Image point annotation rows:
● ● ●

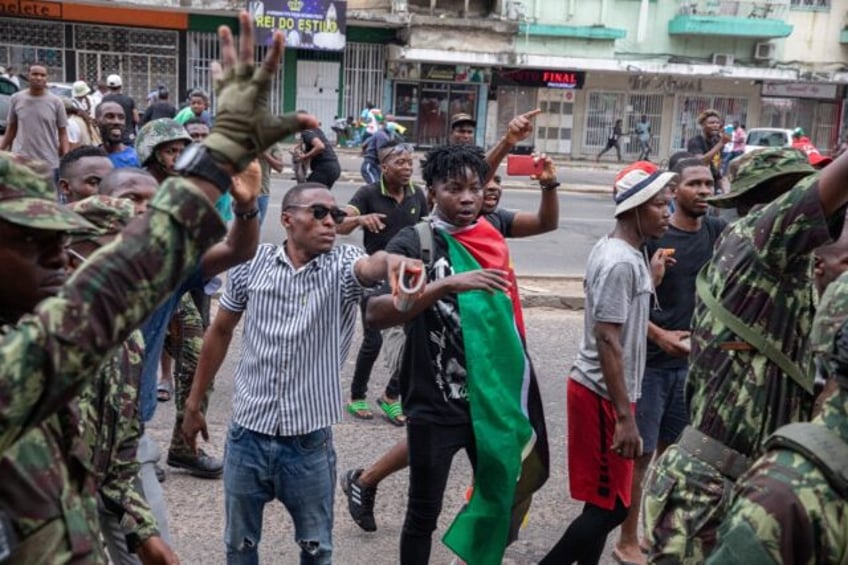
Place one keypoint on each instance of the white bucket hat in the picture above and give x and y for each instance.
(644, 187)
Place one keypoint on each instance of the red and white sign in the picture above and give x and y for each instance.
(800, 90)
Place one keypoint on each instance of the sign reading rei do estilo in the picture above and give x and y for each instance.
(307, 24)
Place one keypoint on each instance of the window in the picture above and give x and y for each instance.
(689, 107)
(811, 4)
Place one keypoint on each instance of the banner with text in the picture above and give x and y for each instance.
(307, 24)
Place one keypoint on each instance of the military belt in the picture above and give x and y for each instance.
(723, 459)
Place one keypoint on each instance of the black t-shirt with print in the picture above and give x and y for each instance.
(700, 145)
(433, 371)
(370, 199)
(327, 158)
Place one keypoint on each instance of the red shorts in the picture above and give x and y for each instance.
(595, 474)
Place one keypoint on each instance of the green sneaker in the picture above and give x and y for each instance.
(392, 411)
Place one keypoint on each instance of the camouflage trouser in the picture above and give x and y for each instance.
(685, 502)
(183, 343)
(49, 544)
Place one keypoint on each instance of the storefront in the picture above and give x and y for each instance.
(670, 103)
(517, 91)
(812, 106)
(424, 96)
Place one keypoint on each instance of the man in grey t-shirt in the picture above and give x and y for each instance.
(37, 125)
(603, 439)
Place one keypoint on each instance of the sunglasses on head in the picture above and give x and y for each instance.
(320, 211)
(387, 152)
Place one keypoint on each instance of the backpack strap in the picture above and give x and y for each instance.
(827, 451)
(425, 239)
(745, 332)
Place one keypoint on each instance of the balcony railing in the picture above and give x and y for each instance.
(770, 9)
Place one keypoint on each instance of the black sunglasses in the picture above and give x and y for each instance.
(320, 211)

● ● ●

**REQUIREMENT:** Transcribe every row above word for word, leaving out the pictures.

**SOLVED EXERCISE:**
Place one keypoint on each instance of the white bucket hat in the picture above and give x and y for each instance.
(644, 187)
Place one keypoint on each instance of the red and white sign in the picture above and give x and y for each instance.
(800, 90)
Place one keypoint on each instance of the sign reading rei do estilo in the picture above and give x and y for each instance.
(307, 24)
Place one keypoint on each instance of the window in the picture above and give x and y for each instance.
(689, 107)
(811, 4)
Place one keypoint on each instance of the banner with text in the picture above and give x and y for each instance.
(307, 24)
Place one keypoint on each instance of the military belt in the picture above and give x and y for each instance.
(723, 459)
Place one keypoint on each instance of the black t-shirt with print in the picture above and give x and y for each instance.
(700, 145)
(433, 371)
(370, 199)
(327, 158)
Place one keypoint on each instance of the red shorts in the picture above and give x and y for each instance.
(595, 474)
Place one keypoint on each instance of the green sneaker in the picture above and give x and y for each instance.
(392, 411)
Place one keypoint on each instance of the camouflage trouser in the picture above and give x and y for each instance.
(685, 502)
(183, 343)
(49, 544)
Place one keypoint on each instance of the storefront in the picture above and give x and y for each instance.
(670, 103)
(517, 91)
(812, 106)
(424, 96)
Place one keypoint on each instance of the man in grey t-shirt in the picture above and give x and y for each instance.
(37, 125)
(603, 439)
Place one keypoint on each instance of the sunglasses on head in the picture above and give x and y for each instance.
(320, 211)
(387, 152)
Place one keypoint on each instance of the backpack strap in the picture above and give x and y for each instance.
(827, 451)
(425, 239)
(745, 332)
Place one keypoint on each instance of the balcony railing in the picture above and give x and y for each instance.
(770, 9)
Place one keypoint on each instance of the black sunglasses in the picture above and give x and y for each instance.
(320, 211)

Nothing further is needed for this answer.